Picking a place for dinner in Miami Lakes usually consists of having to choose between the lesser of two restaurant chain evils. Outback or Anthony's Coal Fired Pizza tonight? And the authentic food search is about to get even tougher. The owners of the area's best family-run eatery, the Sicilian, are selling their 28-year-old establishment.
"Times have changed," proprietor Giuseppe "Joe" Castiglione says about what
brought him to the decision. "You don't have the people that go out to
relax and enjoy a culture anymore."
After leaving his native Sicily in 1956, Castiglione moved to Brooklyn
and then settled in Miami Lakes. He says he wanted the Sicilian to be
known as the neighborhood Italian spot -- and he succeeded. Nearly every
family in town knows Joe as the Miami Lakes
Godfather. He wears his salt-and-pepper hair slicked back and speaks in a
romantic yet stern tone. He's the kind of man you want to hug but would
never mess with.
Years ago, families packed the quaint, eight-table restaurant nightly. They
dined and socialized with the Castigliones for hours. Garlic aromas
lingered. And the music selections kept eaters humming while they
munched on fresh pastas and sipped Chianti.
The owner, along with his
wife Monica and their four children, created a specific ambiance for
customers. They welcomed them into their Sicilian living room and
treated them like Italian cousins. Patrons were local and loyal. "We have never advertised," Castiglione says. "Our advertising is: You try it; if you don't like it, walk out."
Today, pictures of the family and their favorite customers still adorn
the walls. They hang alongside Sicilian flags, maps, and signs. And the
mouth-watering aromas remain. But the hole-in-the-wall's atmosphere now
feels different. The liveliness has faded.
Castiglione, with
his stained chef's coat and glazed-over blue eyes seems saddened and
tired. His fingernails are encrusted with white flour from 43 years of
knotting dough. Sitting in his empty eatery, he speaks of his changed
city, gesturing with his hard-worked hands for emphasis. "I remember Miami. It was once a happy place... Miami Lakes is cold now."

> **DATASET EXTRACT**:

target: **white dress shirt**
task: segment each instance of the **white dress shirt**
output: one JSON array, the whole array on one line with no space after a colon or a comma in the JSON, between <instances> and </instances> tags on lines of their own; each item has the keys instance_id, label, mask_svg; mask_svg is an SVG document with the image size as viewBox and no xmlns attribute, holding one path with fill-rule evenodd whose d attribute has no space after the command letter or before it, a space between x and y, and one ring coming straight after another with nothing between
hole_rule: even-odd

> **YOUR OBJECTIVE**:
Answer these questions from the article about the Sicilian restaurant:
(a) In what year did Castiglione leave Sicily?
(b) How many tables does the restaurant have?
(c) For how many years has Castiglione been knotting dough?

> **ANSWER TO THIS EXERCISE**:
(a) 1956
(b) Eight
(c) 43 years